Texte choisi ▸
..........
Serra Pelada, State of Para, Brazil, 1986 © Sebastião SALGADO / Amazonas images

Salgado n’est pas du genre à faire un saut dans un coin où il se passe quelque chose de terrible pour repartir aussitôt. L’essentiel de ses travaux est fondé sur des recherches approfondies, de longue période passées sur place, des rencontres et des échanges avec ceux qu’il photographie, et auxquels il lui est souvent arrivé de se lier de manière durable.

A la fois journaliste, militant, chercheur et artiste, Salgado a accompli un énorme travail.

Le malheur comme des pubs Mercedes

Le résultat, rendu public grâce aux plus grands magazines du monde entier, d’innombrables expositions et une dizaine de livres à grand succès, est un très vaste ensemble de photos caractérisées par un style reconnaissable entre mille. Esthétisation de la misère, sentimentalisme exacerbé, clichés de la souffrance manipulés par la prise de vue et le traitement en laboratoire, utilisation d’un noir et blanc contrasté aux reflets quasi-métalliques. Avec Salgado, les malheurs des hommes mis en images comme des pubs pour Mercedes ou des défilés de mode. Un triomphe.

Bande-annonce

Wim Wenders, qui dit avoir été bouleversé il y a 25 ans par des images de Salgado, dont il a immédiatement acquis deux tirages qui sont toujours dans son bureau, consacre au photographe un portrait coréalisé avec le fils de son sujet, Juliano Ribeiro Salgado. Ouvertement admiratif, pour ne pas dire hagiographique, le film reconstitue un parcours qui mènera l’homme d’image, revenu dans son pays après le retour de la démocratie, à se consacrer un temps à faire renaitre la flore et la faune dans sa région natale du Minas Gerais.

Outre toutes ses qualités de réalisateur de fiction, l’auteur de Paris Texas et des Ailes du désir est un excellent cinéaste documentaire. Ses principales réalisations en ce domaine relèvent déjà peu ou prou de l’exercice d’admiration. Ainsi Nick’s Movie, consacré à Nicholas Ray, et Tokyo-ga, dédié à Yasujiro Ozu, sont deux œuvres importantes de sa filmographie, deux très belles inventions dans la manière d’approcher à la fois un artiste et son œuvre. Wenders est même assez exemplaire de la possibilité d’une approche à la fois exigeante et affectueuse, et par là même féconde, d’un auteur et de ce que son univers mobilise.
..........
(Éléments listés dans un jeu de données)
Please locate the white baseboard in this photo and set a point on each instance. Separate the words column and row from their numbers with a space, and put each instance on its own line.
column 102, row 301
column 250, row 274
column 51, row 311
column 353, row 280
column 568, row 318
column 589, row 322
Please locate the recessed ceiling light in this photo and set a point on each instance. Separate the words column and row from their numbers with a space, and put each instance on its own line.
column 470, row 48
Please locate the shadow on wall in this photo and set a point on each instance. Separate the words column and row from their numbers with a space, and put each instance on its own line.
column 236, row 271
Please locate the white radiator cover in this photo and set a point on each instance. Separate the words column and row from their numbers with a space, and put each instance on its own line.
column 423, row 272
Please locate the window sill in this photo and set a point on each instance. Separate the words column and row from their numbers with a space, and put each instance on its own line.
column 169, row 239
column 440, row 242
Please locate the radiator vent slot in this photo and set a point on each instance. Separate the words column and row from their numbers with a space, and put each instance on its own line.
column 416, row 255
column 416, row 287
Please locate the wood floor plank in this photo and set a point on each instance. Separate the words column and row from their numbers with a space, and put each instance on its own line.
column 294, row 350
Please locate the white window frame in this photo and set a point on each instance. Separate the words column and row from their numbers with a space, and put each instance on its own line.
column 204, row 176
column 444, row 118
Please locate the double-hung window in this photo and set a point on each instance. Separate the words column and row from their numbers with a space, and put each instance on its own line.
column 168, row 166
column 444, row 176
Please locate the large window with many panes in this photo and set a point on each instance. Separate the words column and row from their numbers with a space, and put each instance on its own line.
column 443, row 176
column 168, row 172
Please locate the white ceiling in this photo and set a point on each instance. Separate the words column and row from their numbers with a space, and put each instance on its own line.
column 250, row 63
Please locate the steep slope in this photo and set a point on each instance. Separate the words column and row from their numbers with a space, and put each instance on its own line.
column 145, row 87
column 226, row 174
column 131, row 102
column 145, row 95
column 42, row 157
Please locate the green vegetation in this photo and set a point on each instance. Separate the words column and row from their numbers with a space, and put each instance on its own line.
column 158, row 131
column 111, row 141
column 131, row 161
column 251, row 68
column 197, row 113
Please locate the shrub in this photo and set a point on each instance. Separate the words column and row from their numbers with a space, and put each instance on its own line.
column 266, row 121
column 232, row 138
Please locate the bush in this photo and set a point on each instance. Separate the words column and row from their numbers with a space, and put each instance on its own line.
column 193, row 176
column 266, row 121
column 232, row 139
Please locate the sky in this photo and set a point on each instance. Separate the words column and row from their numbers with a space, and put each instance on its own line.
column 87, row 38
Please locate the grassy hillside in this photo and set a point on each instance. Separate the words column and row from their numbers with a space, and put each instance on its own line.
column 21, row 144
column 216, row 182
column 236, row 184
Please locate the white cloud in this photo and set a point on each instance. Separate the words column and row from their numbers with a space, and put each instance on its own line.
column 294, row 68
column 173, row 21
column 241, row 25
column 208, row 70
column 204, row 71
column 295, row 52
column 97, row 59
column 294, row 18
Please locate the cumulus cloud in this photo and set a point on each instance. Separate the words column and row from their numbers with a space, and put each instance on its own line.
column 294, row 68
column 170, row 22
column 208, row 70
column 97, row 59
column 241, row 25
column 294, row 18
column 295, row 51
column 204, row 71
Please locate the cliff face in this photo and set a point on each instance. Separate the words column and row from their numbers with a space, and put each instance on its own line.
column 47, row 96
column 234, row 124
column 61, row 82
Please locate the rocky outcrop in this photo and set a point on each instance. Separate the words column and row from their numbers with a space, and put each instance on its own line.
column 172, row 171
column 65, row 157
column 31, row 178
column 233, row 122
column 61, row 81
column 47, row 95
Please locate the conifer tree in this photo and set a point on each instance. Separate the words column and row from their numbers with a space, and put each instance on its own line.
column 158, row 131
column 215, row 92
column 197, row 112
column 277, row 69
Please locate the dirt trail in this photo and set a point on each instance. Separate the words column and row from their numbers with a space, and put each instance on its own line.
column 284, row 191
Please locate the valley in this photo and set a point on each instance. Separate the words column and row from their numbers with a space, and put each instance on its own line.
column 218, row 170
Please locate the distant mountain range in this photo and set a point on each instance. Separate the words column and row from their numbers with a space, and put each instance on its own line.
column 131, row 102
..........
Consigne 1 ▸
Citez le passage de l'article sur Salgado qui commence par les mots contenant "Le résultat, rendu" et se termine par "mode. Un triomphe.".
Consigne 2 ▸
D'après l'article sur Salgado, dites si chaque phrase est vraie : (a) le film sur le photographe a été coréalisé avec son fils ; (b) Salgado fait de courtes visites sur place puis repart aussitôt ; (c) Wenders a acheté trois tirages de Salgado. Répondez par oui ou non et citez les mots du texte qui le montrent.

Votre réponse 1 ▸
Le résultat, rendu public grâce aux plus grands magazines du monde entier, d’innombrables expositions et une dizaine de livres à grand succès, est un très vaste ensemble de photos caractérisées par un style reconnaissable entre mille. Esthétisation de la misère, sentimentalisme exacerbé, clichés de la souffrance manipulés par la prise de vue et le traitement en laboratoire, utilisation d’un noir et blanc contrasté aux reflets quasi-métalliques. Avec Salgado, les malheurs des hommes mis en images comme des pubs pour Mercedes ou des défilés de mode. Un triomphe.

Votre réponse 2 ▸
(a) Oui : « consacre au photographe un portrait coréalisé avec le fils de son sujet, Juliano Ribeiro Salgado ».
(b) Non : « Salgado n’est pas du genre à faire un saut dans un coin où il se passe quelque chose de terrible pour repartir aussitôt ».
(c) Non : « dont il a immédiatement acquis deux tirages ».